### Tarefas a cumprir
1. De acordo com o texto sobre a programação infantil na televisão, em qual emissora é exibido o programa TV Piá?
2. Transcreva do texto sobre a programação infantil na televisão a passagem que começa em "País com contingente" e segue até "bem mais abundantes.".

:: Trecho apresentado ::

Originária do latim infantia, a palavra infância carrega em sua raiz a ausência de fala – in remete a negativo, fari, falar. A programação infantil da televisão brasileira parece compactuar com a origem do termo, já que meninos e meninas pouco são representados na telinha, como se não tivessem rosto nem voz.

País com contingente de 60 milhões de crianças e jovens com idade entre zero e 17 anos, o Brasil infantil não se vê retratado em sua diversidade na televisão. Pouco (ou nada) conhecemos das realidades infantis – as tantas infâncias brasileiras – dos meios rurais ou urbanos em obras de não ficção – nem mesmo nas de ficção, bem mais abundantes.

Por onde andam as crianças que remam quilômetros em seus casquinhos (frágeis barquinhos da Amazônia) para chegar à escola, as que convivem com as manifestações populares, as que são criadas e educadas por avós, as que ainda hoje são mão de obra em olarias, as que entendem como ninguém como é que se encontra o eixo do giro de um pião?

Em tempos em que a programação infantil na TV aberta encolheu significativamente e migrou para os canais pagos, atraentes para a publicidade que vende de bonecas a estadias em resorts, a única infância que encontramos ao zapear a televisão é a da classe média, dos centros urbanos, ligada em aparatos tecnológicos, ávida por consumo. Os canais pagos, aliás, pareciam surgir como veículos para disseminar a multiplicidade de conteúdos, gêneros, vozes e expressões, mas isso até agora não aconteceu.

Também faltam obras de audiovisual que incluam a perspectiva infantil (e isso não quer dizer infantilizada) e sobram outros tantos que incentivam uma adultização precoce da infância, um conceito criado no Ocidente há poucos séculos e que parece sofrer de uma crise de “encurtamento”. Facilmente identificamos nesses programas temas do universo adulto, personagens que mais parecem consumidores do que crianças, cenas que parecem contribuir para a sexualidade precoce.

Nesse deserto da programação infantil, chamam a atenção experiências pautadas por uma abordagem plural. O programa TV Piá, exibido na TV Brasil, busca incluir o protagonismo infantil nos episódios, garantindo o direito de as crianças manifestarem suas opiniões e pensamentos na televisão.

:::
:: Listagem apresentada ::

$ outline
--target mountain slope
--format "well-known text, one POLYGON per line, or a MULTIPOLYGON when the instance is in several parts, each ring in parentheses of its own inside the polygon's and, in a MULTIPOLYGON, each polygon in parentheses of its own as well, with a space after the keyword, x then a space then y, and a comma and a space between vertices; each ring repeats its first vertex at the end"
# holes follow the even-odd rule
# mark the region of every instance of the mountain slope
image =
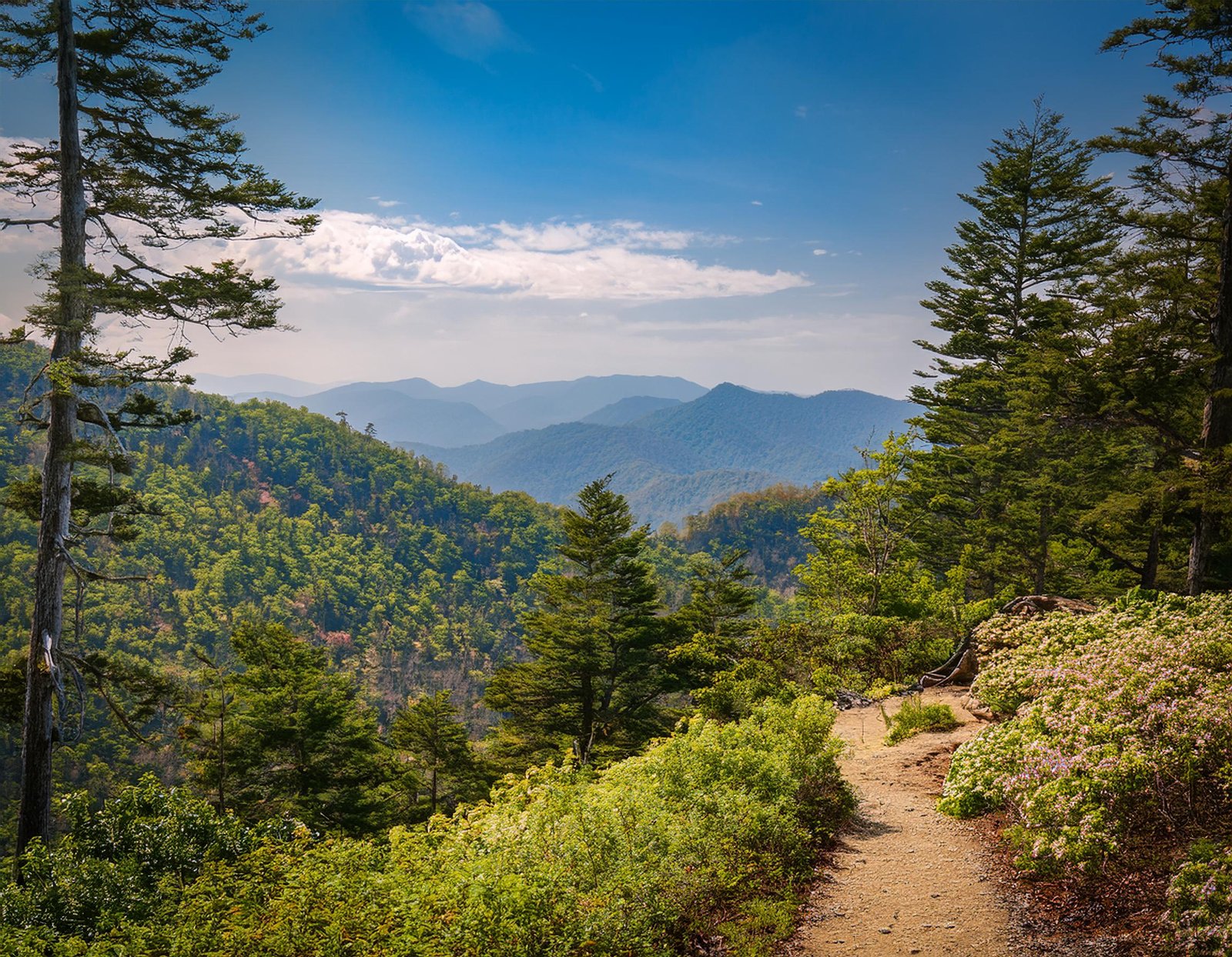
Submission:
POLYGON ((277 392, 262 392, 254 397, 302 406, 330 418, 346 412, 355 428, 362 431, 371 422, 377 435, 391 442, 469 445, 494 439, 505 431, 469 402, 420 399, 370 383, 340 385, 301 397, 277 392))
POLYGON ((671 408, 679 405, 681 405, 679 399, 633 395, 628 399, 621 399, 618 402, 612 402, 610 406, 604 406, 578 421, 588 422, 593 426, 627 426, 630 422, 650 412, 658 412, 660 408, 671 408))
MULTIPOLYGON (((203 379, 222 386, 232 381, 224 376, 203 379)), ((277 376, 240 376, 234 381, 259 383, 265 379, 277 376)), ((275 400, 330 417, 345 411, 357 428, 372 422, 383 439, 444 448, 484 443, 505 432, 575 422, 633 396, 685 402, 706 394, 705 387, 696 383, 668 375, 588 375, 568 381, 524 385, 499 385, 476 379, 452 386, 411 378, 389 383, 350 383, 326 390, 293 379, 281 381, 286 387, 266 385, 264 391, 235 391, 230 396, 238 401, 275 400)), ((642 411, 657 407, 662 405, 646 405, 642 411)), ((631 408, 627 417, 636 418, 636 412, 631 408)))
POLYGON ((739 492, 811 485, 860 461, 902 431, 915 407, 860 391, 802 399, 724 384, 691 402, 626 424, 574 422, 446 449, 411 444, 466 481, 564 504, 591 479, 615 474, 642 522, 680 522, 739 492))
POLYGON ((808 485, 854 465, 856 448, 878 445, 915 411, 910 402, 857 390, 802 399, 723 383, 633 424, 684 443, 716 467, 770 471, 808 485))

:::

### Respostas por tarefa
1. Na TV Brasil.

2.
País com contingente de 60 milhões de crianças e jovens com idade entre zero e 17 anos, o Brasil infantil não se vê retratado em sua diversidade na televisão. Pouco (ou nada) conhecemos das realidades infantis – as tantas infâncias brasileiras – dos meios rurais ou urbanos em obras de não ficção – nem mesmo nas de ficção, bem mais abundantes.